Há instantes em que o silêncio nos ocupa o tempo todo. Fica a voz sufocada, suprimida pela imensidão do que acontece. Esgoto o tempo nas ideias e fico sem tempo para as descrever. É um overflow paralisante. A inacção decorre da intensidade da vida e sem querer percebi que já passou mais de um mês. Na esmagadora força do tsunami vou boiando sem tentar sequer segurar os postes, gozando a velocidade da corrente. Nada fica registado fora da memória da intensidade dos dias.
Por estes dias passados aconteceram terramotos, guerras, consumiu-se o tempo na avidez da busca dos corruptos (que são sempre os outros), optou-se por gastar no que o poder decide, retirando aos mesmos de sempre o pouco que lhes resta, a crise continua como desde há centenas de anos instalada e para ficar a tramar quem pouco pode. Um dia virá uma Bastilha, um qualquer Abril, um palácio Imperial cairá e logo a seguir se reerguerá porque a natureza (humana?) é assim mesmo. De tão igual que importância tem? Estranha esta nossa fixação no pouco relevante, que passa ao lado das nossas vidas.
De registo três eventos deste tempo:
A perda do amigo que surgiu de repente caído do acaso no nosso conhecimento e se revelou imenso na generosidade, na tranquilidade inquieta de estar e na sabedoria que tinha para mostrar a terra que adoptou, a sua forma de olhar o mar, provar a comida do mundo e beber o bom vinho que a terra nos dá. So many wines, so little time, sábia mensagem na t-shirt de Margaret Valley, miseravelmente menos do que o tempo que merecíamos. São instantes destes que me fazem compreender o conceito de persistência e a ideia meio estúpida da imortalidade. Quando há amigos, ficamos mesmo quando não estamos.

TAREFA 1 =>
Filtre as entradas abaixo e copie cada linha que contenha a palavra "utility", tendo em conta maiúsculas e minúsculas.
O texto e as entradas não têm qualquer relação entre si.

MATERIAL =>

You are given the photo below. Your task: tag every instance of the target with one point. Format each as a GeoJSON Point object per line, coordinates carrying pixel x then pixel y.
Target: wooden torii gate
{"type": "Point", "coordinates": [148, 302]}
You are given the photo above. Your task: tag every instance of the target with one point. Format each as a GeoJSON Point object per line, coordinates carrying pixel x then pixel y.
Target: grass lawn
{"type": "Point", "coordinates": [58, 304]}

---

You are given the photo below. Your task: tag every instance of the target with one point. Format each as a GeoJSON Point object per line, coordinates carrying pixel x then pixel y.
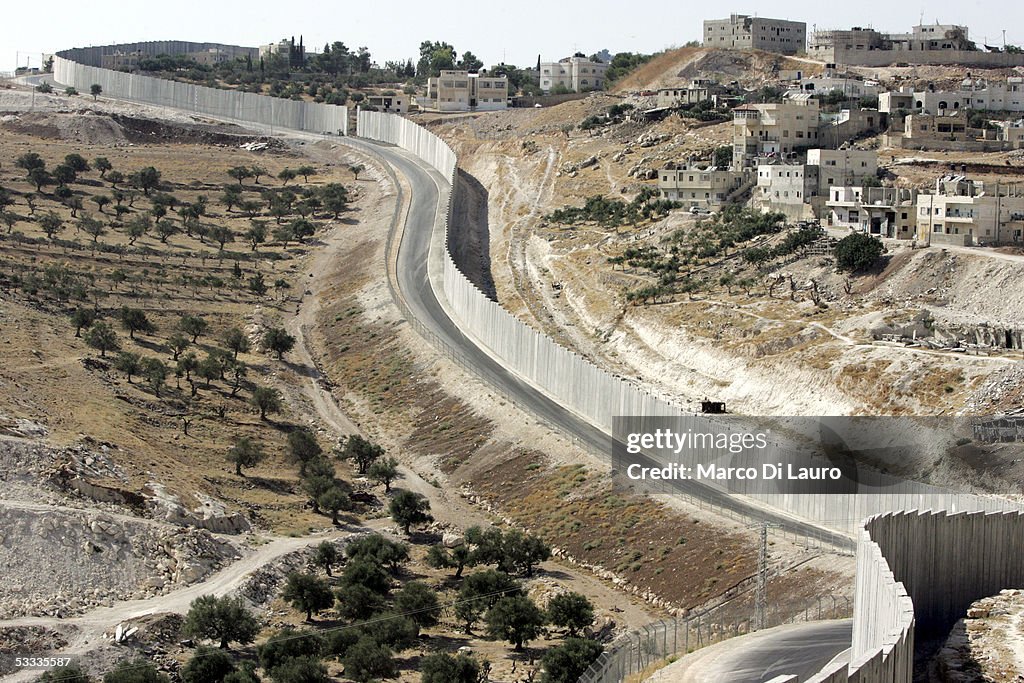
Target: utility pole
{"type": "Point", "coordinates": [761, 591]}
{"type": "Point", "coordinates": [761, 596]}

---

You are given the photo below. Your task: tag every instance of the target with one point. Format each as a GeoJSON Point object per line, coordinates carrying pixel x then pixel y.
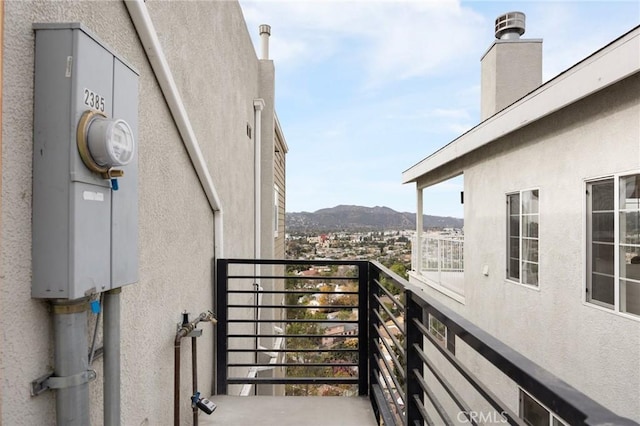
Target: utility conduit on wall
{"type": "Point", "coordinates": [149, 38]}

TAREFA 2 =>
Por favor, repita sem alterações um trecho do texto acima: comece nas palavras que contêm "Por estes dias" e pare depois de "das nossas vidas.".

RESOLUÇÃO 1 =>
Target: utility pole
Target: utility conduit on wall

RESOLUÇÃO 2 =>
Por estes dias passados aconteceram terramotos, guerras, consumiu-se o tempo na avidez da busca dos corruptos (que são sempre os outros), optou-se por gastar no que o poder decide, retirando aos mesmos de sempre o pouco que lhes resta, a crise continua como desde há centenas de anos instalada e para ficar a tramar quem pouco pode. Um dia virá uma Bastilha, um qualquer Abril, um palácio Imperial cairá e logo a seguir se reerguerá porque a natureza (humana?) é assim mesmo. De tão igual que importância tem? Estranha esta nossa fixação no pouco relevante, que passa ao lado das nossas vidas.